** Records supplied follows **

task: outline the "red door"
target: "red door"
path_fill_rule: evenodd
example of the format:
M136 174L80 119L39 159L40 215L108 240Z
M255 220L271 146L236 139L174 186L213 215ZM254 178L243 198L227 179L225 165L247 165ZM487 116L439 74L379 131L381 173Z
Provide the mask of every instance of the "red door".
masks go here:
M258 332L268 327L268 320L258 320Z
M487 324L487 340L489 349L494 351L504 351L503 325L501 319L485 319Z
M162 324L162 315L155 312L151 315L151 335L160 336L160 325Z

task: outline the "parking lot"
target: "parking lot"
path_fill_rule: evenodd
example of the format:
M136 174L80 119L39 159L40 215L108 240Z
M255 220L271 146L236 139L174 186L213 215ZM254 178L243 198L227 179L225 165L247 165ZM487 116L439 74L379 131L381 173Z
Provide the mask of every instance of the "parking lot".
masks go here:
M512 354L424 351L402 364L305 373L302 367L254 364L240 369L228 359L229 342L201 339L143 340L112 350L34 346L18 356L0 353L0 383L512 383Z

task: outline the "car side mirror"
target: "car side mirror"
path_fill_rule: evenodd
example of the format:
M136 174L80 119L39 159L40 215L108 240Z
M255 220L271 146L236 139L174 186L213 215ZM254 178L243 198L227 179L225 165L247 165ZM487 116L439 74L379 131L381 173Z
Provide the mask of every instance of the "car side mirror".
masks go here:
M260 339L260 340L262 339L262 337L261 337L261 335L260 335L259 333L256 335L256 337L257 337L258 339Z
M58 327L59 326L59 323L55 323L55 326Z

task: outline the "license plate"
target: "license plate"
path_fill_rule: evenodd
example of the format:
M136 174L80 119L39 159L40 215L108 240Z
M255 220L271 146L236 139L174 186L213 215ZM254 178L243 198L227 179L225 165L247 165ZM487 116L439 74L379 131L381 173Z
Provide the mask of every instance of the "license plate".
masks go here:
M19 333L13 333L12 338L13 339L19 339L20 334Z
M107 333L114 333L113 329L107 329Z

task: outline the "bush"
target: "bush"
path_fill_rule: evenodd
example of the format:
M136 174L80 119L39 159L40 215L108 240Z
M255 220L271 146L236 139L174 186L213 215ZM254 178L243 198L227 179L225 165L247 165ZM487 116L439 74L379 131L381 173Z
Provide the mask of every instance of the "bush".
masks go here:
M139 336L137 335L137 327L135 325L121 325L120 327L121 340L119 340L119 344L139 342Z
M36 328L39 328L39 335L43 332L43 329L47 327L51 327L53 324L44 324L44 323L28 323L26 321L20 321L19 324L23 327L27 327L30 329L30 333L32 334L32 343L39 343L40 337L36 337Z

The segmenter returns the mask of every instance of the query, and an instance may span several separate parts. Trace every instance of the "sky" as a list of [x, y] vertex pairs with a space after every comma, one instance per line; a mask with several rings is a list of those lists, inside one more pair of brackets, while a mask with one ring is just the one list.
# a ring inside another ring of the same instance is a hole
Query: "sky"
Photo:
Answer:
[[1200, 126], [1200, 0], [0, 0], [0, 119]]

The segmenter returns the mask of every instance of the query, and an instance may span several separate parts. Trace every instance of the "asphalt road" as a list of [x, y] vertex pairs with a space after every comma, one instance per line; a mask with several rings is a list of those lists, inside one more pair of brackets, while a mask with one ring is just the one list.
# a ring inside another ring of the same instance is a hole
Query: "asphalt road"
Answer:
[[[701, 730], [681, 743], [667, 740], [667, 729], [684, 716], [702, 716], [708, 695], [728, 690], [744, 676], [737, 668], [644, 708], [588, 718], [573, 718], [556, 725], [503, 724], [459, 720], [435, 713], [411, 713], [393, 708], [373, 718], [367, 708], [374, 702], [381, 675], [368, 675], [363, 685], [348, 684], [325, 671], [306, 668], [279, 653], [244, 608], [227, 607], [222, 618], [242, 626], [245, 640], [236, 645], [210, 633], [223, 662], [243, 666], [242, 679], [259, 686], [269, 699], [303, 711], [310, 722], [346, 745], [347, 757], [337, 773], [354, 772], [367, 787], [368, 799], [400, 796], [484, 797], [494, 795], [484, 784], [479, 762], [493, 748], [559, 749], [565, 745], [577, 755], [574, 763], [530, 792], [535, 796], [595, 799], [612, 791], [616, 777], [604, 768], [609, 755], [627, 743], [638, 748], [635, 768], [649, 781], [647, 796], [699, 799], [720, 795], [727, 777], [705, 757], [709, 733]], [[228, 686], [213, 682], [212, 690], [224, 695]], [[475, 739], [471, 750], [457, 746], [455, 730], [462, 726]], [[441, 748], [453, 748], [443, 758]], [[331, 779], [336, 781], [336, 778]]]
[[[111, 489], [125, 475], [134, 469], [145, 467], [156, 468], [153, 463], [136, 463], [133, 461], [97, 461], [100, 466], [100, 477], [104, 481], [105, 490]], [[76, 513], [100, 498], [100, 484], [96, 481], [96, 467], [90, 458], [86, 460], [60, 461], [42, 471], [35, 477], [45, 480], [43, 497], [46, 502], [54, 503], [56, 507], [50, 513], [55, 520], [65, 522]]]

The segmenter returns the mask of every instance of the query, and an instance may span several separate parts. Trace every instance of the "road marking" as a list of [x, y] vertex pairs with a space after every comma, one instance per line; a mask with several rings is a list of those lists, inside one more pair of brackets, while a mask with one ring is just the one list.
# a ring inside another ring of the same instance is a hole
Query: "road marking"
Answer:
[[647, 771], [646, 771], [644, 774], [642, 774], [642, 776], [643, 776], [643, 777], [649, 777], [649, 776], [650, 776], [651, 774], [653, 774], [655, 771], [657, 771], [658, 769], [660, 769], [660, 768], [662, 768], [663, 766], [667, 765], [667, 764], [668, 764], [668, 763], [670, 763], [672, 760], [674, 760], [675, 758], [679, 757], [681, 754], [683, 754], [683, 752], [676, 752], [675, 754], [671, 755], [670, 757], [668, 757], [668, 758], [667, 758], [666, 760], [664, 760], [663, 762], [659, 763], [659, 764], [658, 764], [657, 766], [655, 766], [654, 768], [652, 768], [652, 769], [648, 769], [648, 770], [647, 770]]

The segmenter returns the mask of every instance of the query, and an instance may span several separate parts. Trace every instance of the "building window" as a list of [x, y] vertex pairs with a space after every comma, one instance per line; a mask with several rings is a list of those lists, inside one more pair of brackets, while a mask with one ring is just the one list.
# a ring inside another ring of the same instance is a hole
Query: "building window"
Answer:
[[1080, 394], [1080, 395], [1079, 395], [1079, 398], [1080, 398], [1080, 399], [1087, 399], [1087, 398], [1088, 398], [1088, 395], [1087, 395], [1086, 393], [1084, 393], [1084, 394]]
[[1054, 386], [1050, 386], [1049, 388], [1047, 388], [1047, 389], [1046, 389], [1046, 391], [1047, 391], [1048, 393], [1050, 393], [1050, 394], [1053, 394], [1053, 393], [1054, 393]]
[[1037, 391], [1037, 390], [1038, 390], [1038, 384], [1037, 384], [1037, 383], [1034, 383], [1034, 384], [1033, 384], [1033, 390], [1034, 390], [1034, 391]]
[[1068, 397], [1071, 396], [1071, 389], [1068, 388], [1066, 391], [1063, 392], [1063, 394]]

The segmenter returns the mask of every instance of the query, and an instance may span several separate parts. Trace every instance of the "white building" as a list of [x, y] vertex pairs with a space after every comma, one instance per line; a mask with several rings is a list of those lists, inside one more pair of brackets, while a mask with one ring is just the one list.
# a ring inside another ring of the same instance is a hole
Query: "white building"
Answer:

** End of Records supplied **

| Your objective |
Go through the data and count every line where the word "plate" appears. Give only that count.

| Answer for this exercise |
3